- [Testo dell'esercizio]:
--------------------

Il labirinto del bugiardo. L’avversario di Carrère al Teatro della Cooperativa

Mag 22, 2025

Nella cornice del Teatro della Cooperativa di Milano, impegnato dal 2001 nella riqualificazione culturale del quartiere Niguarda, è andato in scena dal 6 all’11 maggio un reading fra teatro e musica dal vivo su L’avversario di Emmanuel Carrère. A dare voce al romanzo dello scrittore francese, Arianna Scommegna e Mattia Fabris, accompagnati dalla chitarra di Massimo Betti e prodotti da A.T.I.R.

Come si conviene ad un reading teatrale, ad emergere dalle voci degli interpreti non può che essere il testo di Carrère. La trama de L’avversario ruota attorno un fatto realmente accaduto che forse non potrebbe essere annoverato con facilità neanche nella categoria di cronaca nera, tanto singolare e sconvolgente è la storia che racchiude.

--------------------

[Dati estratti]

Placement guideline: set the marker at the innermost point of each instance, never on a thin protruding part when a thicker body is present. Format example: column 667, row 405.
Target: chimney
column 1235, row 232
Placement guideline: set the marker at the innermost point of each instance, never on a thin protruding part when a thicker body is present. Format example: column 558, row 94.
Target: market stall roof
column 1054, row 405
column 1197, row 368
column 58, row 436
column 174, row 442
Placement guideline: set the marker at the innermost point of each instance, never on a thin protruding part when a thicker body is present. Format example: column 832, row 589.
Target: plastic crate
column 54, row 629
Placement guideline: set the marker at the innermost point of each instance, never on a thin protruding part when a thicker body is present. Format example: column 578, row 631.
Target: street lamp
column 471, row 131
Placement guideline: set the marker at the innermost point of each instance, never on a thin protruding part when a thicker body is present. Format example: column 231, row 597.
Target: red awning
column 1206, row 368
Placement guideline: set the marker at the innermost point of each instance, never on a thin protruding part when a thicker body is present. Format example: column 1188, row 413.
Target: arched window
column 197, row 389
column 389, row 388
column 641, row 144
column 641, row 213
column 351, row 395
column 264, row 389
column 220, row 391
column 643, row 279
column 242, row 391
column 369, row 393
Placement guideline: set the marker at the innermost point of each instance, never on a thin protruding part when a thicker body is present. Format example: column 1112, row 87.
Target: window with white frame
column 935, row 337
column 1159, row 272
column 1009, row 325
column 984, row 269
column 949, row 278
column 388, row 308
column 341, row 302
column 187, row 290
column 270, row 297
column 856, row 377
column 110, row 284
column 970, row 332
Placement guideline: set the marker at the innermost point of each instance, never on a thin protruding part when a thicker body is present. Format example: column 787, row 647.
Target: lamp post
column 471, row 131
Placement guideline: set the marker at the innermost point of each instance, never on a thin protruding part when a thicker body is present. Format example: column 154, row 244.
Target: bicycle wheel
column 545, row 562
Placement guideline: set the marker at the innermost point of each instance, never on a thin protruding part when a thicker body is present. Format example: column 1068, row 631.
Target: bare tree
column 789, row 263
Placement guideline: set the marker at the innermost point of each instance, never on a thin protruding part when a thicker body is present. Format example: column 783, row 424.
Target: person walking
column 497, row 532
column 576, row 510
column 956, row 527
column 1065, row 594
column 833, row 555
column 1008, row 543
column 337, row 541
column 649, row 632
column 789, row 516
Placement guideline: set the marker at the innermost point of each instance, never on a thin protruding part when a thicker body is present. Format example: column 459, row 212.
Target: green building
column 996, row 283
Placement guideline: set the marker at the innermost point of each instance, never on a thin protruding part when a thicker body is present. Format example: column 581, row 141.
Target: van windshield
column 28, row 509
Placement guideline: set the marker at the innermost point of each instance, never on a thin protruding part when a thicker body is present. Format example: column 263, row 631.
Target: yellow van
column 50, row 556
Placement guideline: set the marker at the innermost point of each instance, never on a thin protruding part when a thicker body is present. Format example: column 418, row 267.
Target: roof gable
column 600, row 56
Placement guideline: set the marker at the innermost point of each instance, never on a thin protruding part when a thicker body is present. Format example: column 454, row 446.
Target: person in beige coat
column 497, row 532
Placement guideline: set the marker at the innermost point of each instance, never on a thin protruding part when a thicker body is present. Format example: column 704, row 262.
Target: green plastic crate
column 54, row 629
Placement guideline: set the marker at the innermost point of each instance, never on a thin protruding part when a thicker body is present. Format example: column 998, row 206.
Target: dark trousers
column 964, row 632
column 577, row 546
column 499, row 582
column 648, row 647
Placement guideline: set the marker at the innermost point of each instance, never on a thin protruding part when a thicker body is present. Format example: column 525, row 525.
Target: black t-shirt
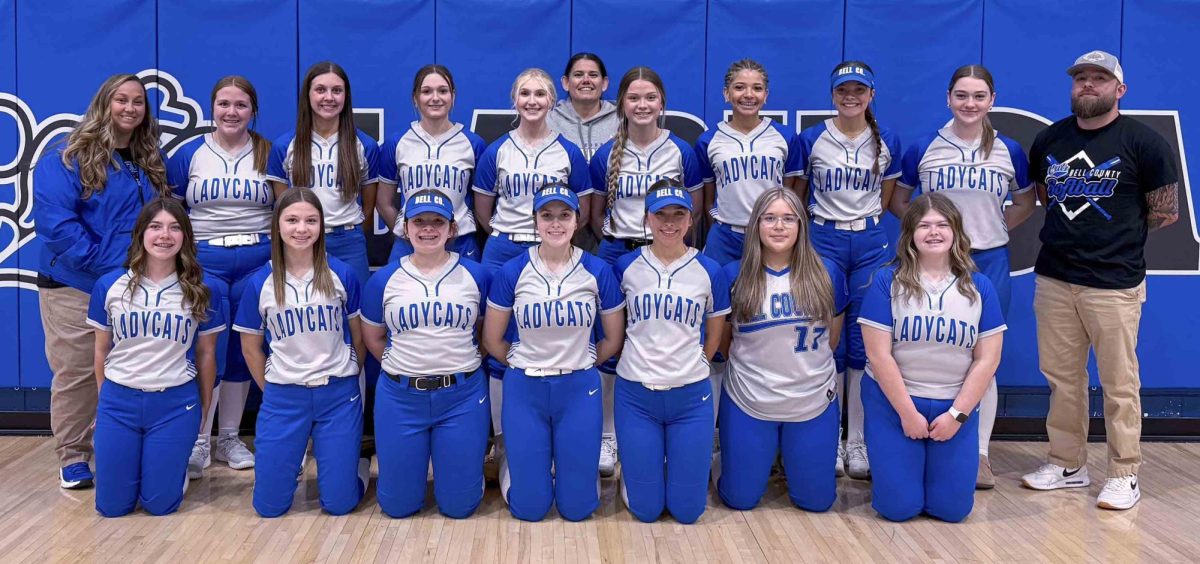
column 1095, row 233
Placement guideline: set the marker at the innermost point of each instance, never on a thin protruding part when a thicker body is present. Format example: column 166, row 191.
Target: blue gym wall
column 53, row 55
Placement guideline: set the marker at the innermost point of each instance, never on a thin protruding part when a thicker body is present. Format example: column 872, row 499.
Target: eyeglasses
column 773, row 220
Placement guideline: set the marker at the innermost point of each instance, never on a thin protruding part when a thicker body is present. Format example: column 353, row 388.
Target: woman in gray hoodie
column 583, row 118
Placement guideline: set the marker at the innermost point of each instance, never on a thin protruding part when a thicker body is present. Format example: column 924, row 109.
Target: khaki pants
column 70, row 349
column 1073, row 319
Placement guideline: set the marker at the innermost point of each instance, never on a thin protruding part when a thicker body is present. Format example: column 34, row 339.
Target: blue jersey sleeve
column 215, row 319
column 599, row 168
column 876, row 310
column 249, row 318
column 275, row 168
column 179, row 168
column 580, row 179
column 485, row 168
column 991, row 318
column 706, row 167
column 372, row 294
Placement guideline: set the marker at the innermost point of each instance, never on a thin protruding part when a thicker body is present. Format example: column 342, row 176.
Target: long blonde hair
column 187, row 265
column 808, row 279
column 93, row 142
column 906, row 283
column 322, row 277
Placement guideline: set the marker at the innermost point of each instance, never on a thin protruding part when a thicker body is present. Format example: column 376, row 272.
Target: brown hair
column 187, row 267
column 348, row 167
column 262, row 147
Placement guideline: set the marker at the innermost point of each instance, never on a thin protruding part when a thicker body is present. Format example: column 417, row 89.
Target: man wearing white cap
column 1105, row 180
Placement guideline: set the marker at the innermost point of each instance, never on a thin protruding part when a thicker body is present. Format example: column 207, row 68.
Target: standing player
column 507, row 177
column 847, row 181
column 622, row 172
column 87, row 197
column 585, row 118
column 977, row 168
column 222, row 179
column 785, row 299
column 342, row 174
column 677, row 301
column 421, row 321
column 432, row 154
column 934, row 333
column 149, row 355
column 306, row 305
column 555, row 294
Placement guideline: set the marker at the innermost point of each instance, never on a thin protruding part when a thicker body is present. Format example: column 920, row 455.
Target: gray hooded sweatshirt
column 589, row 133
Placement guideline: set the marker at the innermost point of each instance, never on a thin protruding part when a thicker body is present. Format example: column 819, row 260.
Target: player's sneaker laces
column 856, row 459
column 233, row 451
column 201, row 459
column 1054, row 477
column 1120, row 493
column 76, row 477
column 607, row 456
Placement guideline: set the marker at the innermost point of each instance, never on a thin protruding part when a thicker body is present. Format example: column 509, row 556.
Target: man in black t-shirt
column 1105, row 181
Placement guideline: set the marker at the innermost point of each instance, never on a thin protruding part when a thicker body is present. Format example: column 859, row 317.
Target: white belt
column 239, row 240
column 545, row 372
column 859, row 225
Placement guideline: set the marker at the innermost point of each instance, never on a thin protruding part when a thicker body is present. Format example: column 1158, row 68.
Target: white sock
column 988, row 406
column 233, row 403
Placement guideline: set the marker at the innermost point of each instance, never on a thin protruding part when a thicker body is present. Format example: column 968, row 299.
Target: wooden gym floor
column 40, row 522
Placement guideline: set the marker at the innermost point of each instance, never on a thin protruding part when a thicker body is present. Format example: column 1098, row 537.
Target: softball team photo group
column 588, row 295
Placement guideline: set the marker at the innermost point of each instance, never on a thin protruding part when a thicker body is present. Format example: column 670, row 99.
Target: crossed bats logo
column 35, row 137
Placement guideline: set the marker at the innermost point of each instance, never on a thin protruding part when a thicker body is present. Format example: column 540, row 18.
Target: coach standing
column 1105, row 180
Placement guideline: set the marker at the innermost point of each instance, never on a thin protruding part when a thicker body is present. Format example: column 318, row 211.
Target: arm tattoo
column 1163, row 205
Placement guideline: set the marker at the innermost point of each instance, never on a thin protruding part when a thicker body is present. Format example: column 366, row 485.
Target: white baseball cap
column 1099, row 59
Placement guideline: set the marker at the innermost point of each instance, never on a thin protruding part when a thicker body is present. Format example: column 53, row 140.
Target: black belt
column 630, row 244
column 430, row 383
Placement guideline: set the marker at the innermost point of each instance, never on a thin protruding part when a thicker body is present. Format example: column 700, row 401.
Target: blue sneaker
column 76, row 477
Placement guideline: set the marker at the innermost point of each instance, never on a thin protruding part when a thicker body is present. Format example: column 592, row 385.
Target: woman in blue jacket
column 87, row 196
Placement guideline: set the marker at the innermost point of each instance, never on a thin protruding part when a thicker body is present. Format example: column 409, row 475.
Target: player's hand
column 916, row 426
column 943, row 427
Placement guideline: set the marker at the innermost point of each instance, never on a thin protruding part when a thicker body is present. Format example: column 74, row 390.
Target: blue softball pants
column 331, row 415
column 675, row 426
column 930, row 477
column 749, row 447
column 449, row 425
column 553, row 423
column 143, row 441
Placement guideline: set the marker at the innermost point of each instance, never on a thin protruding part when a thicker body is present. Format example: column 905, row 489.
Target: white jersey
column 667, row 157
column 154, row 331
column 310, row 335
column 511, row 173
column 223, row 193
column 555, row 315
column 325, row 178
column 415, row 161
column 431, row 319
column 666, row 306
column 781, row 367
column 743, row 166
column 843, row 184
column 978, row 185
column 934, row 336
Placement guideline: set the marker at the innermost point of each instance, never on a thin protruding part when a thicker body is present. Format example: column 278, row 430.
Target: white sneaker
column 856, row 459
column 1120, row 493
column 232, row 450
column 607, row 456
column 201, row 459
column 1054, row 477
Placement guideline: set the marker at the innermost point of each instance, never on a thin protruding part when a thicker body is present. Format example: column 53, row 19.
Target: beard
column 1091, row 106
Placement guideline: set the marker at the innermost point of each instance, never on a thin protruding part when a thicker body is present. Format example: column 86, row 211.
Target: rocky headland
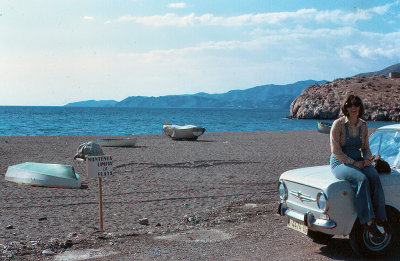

--------------------

- [Da fare]: Nel testo dell'esercizio, chi accompagna con la chitarra gli interpreti del reading?

- [Risultato]: Massimo Betti.